___ Records for processing

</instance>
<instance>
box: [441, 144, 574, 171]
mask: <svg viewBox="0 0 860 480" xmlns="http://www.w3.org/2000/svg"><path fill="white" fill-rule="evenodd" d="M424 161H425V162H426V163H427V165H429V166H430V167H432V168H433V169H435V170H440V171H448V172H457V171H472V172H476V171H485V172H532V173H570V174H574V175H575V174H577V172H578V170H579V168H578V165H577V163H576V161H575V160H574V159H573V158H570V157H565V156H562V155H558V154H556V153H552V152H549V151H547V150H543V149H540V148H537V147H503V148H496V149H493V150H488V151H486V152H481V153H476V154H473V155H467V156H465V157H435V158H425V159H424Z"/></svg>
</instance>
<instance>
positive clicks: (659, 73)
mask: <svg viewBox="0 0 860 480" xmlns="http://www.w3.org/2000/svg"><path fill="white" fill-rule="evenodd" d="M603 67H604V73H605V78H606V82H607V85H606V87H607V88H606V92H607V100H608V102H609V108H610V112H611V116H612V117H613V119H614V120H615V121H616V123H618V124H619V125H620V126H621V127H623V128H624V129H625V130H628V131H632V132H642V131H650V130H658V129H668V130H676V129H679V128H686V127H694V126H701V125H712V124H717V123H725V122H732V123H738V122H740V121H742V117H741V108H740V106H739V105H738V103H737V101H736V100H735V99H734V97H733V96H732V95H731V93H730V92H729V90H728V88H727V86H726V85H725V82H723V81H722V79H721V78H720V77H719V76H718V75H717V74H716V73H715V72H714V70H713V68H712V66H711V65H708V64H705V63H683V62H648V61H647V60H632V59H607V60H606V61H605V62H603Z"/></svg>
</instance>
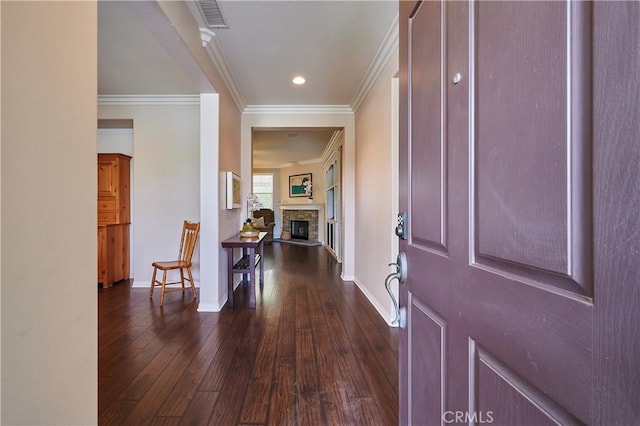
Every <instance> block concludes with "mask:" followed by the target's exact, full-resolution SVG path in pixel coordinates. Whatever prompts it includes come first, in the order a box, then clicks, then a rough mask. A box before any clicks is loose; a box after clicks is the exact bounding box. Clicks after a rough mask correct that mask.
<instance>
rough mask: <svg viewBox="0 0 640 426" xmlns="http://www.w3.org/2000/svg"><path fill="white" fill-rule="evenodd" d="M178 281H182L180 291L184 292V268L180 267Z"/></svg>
mask: <svg viewBox="0 0 640 426" xmlns="http://www.w3.org/2000/svg"><path fill="white" fill-rule="evenodd" d="M180 283H182V292H183V293H184V269H182V268H180Z"/></svg>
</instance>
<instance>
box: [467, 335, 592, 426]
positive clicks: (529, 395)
mask: <svg viewBox="0 0 640 426" xmlns="http://www.w3.org/2000/svg"><path fill="white" fill-rule="evenodd" d="M469 346H470V347H469V349H470V355H471V357H470V359H471V362H472V364H471V365H470V371H471V374H470V382H469V395H470V400H471V401H477V406H474V407H470V408H471V409H470V410H469V412H470V413H477V415H476V420H477V423H495V424H499V425H524V424H534V425H540V426H542V425H558V424H560V425H575V424H580V422H579V421H578V420H577V419H576V418H575V417H573V416H572V415H571V414H569V413H567V412H566V411H565V410H564V409H563V408H562V407H560V406H558V405H557V404H556V403H554V401H553V400H551V399H550V398H549V397H548V396H546V395H545V394H544V393H542V392H540V391H539V390H537V389H535V387H533V386H532V385H531V384H530V383H528V382H527V381H526V380H524V379H523V378H522V377H520V376H518V375H517V374H515V373H514V372H513V371H511V370H509V368H507V367H505V365H504V364H502V363H501V362H500V361H498V360H497V359H495V358H494V357H493V356H492V355H491V354H489V353H488V352H486V351H485V350H483V349H482V348H481V347H479V346H478V345H477V344H476V343H475V342H474V341H473V340H470V342H469Z"/></svg>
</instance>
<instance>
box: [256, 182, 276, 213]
mask: <svg viewBox="0 0 640 426" xmlns="http://www.w3.org/2000/svg"><path fill="white" fill-rule="evenodd" d="M253 193H254V194H255V195H256V196H257V197H258V200H260V203H261V204H262V207H263V208H265V209H271V210H273V175H272V174H254V175H253Z"/></svg>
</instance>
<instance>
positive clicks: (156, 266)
mask: <svg viewBox="0 0 640 426" xmlns="http://www.w3.org/2000/svg"><path fill="white" fill-rule="evenodd" d="M199 233H200V223H197V222H196V223H191V222H188V221H186V220H185V221H184V223H183V225H182V237H181V238H180V250H178V258H177V259H176V260H168V261H162V262H153V263H152V264H151V265H152V266H153V275H152V276H151V288H150V289H149V298H153V289H154V288H156V287H162V291H161V292H160V306H163V305H164V294H165V293H167V292H171V291H182V292H184V291H185V289H186V287H185V285H184V282H185V281H189V284H191V294H193V298H194V299H195V298H196V287H195V285H194V284H193V275H192V274H191V257H192V256H193V251H194V250H195V247H196V242H197V241H198V234H199ZM158 270H160V271H162V281H160V280H158V279H156V275H157V272H158ZM173 270H179V271H180V281H173V282H168V281H167V271H173ZM185 272H186V275H187V276H186V277H185ZM170 284H181V285H182V286H181V287H178V288H170V289H168V288H167V285H170Z"/></svg>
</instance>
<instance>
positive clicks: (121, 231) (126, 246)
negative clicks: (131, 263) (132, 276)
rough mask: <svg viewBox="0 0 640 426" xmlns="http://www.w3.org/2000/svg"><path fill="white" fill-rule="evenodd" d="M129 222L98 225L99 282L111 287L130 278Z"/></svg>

______

Repeat each line above exactly. The pictures stay out.

</instance>
<instance>
box: [441, 144, 574, 171]
mask: <svg viewBox="0 0 860 480" xmlns="http://www.w3.org/2000/svg"><path fill="white" fill-rule="evenodd" d="M424 161H425V162H426V163H427V165H429V166H430V167H432V168H433V169H435V170H440V171H448V172H457V171H472V172H476V171H485V172H532V173H570V174H574V175H575V174H577V172H578V170H579V168H578V165H577V163H576V161H575V160H574V159H573V158H570V157H565V156H562V155H558V154H556V153H552V152H549V151H547V150H543V149H540V148H537V147H503V148H496V149H493V150H488V151H486V152H481V153H476V154H473V155H467V156H465V157H435V158H425V159H424Z"/></svg>
</instance>
<instance>
positive clicks: (659, 73)
mask: <svg viewBox="0 0 860 480" xmlns="http://www.w3.org/2000/svg"><path fill="white" fill-rule="evenodd" d="M603 67H604V73H605V78H606V82H607V85H606V87H607V88H606V92H607V100H608V102H609V108H610V112H611V116H612V117H613V119H614V120H615V121H616V123H618V124H619V125H620V126H621V127H623V128H624V129H625V130H628V131H632V132H642V131H650V130H658V129H668V130H676V129H679V128H686V127H694V126H701V125H712V124H717V123H725V122H732V123H738V122H740V121H742V117H741V108H740V106H739V105H738V103H737V101H736V100H735V99H734V97H733V96H732V95H731V93H730V92H729V90H728V88H727V86H726V85H725V82H723V81H722V79H721V78H720V77H719V76H718V75H717V74H716V73H715V72H714V70H713V68H712V66H711V65H708V64H705V63H683V62H648V61H647V60H632V59H607V60H606V61H605V62H603Z"/></svg>
</instance>
Every <instance> block concludes with "mask:" followed by the target's exact, full-resolution SVG path in pixel coordinates. Whatever prompts it includes come first, in the order a box, then clicks, then a rough mask. A box before any clicks is loose; a box after clicks is the exact bounding box. Clicks after a rough mask correct that mask.
<instance>
rough mask: <svg viewBox="0 0 640 426" xmlns="http://www.w3.org/2000/svg"><path fill="white" fill-rule="evenodd" d="M178 281H182L180 291L184 292V268L180 267Z"/></svg>
mask: <svg viewBox="0 0 640 426" xmlns="http://www.w3.org/2000/svg"><path fill="white" fill-rule="evenodd" d="M180 283H182V292H183V293H184V269H182V268H180Z"/></svg>
</instance>
<instance>
box: [467, 335, 592, 426]
positive clicks: (529, 395)
mask: <svg viewBox="0 0 640 426" xmlns="http://www.w3.org/2000/svg"><path fill="white" fill-rule="evenodd" d="M469 346H470V347H469V349H470V355H471V357H470V359H471V362H472V364H471V365H470V371H471V374H470V382H469V395H470V400H471V401H477V406H474V407H470V408H471V409H470V410H469V412H470V413H477V415H476V420H477V423H495V424H499V425H524V424H534V425H540V426H542V425H558V424H560V425H575V424H580V422H579V421H578V420H577V419H576V418H575V417H573V416H572V415H571V414H569V413H567V412H566V411H565V410H564V409H563V408H562V407H560V406H558V405H557V404H556V403H554V401H553V400H551V399H550V398H549V397H548V396H546V395H545V394H544V393H542V392H540V391H539V390H537V389H535V387H533V386H532V385H531V384H530V383H528V382H527V381H526V380H524V379H523V378H522V377H520V376H518V375H517V374H515V373H514V372H513V371H511V370H509V368H507V367H505V365H504V364H502V363H501V362H500V361H498V360H497V359H495V358H494V357H493V356H492V355H491V354H489V353H488V352H486V351H485V350H483V349H482V348H481V347H479V346H478V345H477V344H476V343H475V342H474V341H473V340H470V342H469Z"/></svg>
</instance>
<instance>
box: [256, 182, 276, 213]
mask: <svg viewBox="0 0 640 426" xmlns="http://www.w3.org/2000/svg"><path fill="white" fill-rule="evenodd" d="M253 193H254V194H255V195H256V196H257V197H258V200H260V203H261V204H262V207H263V208H265V209H271V210H273V175H272V174H254V175H253Z"/></svg>
</instance>
<instance>
positive clicks: (156, 266)
mask: <svg viewBox="0 0 640 426" xmlns="http://www.w3.org/2000/svg"><path fill="white" fill-rule="evenodd" d="M199 233H200V223H197V222H196V223H191V222H188V221H186V220H185V221H184V223H183V225H182V237H181V238H180V250H178V258H177V259H176V260H168V261H162V262H153V263H152V264H151V265H152V266H153V275H152V276H151V288H150V289H149V298H153V289H154V288H156V287H162V291H161V292H160V306H163V305H164V294H165V293H167V292H171V291H182V292H184V291H185V289H186V287H185V285H184V282H185V281H189V284H191V294H193V298H194V299H195V298H196V287H195V285H194V284H193V275H192V274H191V257H192V256H193V251H194V250H195V247H196V242H197V241H198V234H199ZM158 270H160V271H162V281H160V280H158V279H156V275H157V272H158ZM173 270H179V271H180V281H173V282H168V281H167V271H173ZM185 272H186V275H187V276H186V277H185ZM170 284H181V285H182V286H181V287H178V288H170V289H168V288H167V285H170Z"/></svg>
</instance>
<instance>
positive clicks: (121, 231) (126, 246)
negative clicks: (131, 263) (132, 276)
rough mask: <svg viewBox="0 0 640 426" xmlns="http://www.w3.org/2000/svg"><path fill="white" fill-rule="evenodd" d="M129 222L98 225L99 282L111 287L130 278Z"/></svg>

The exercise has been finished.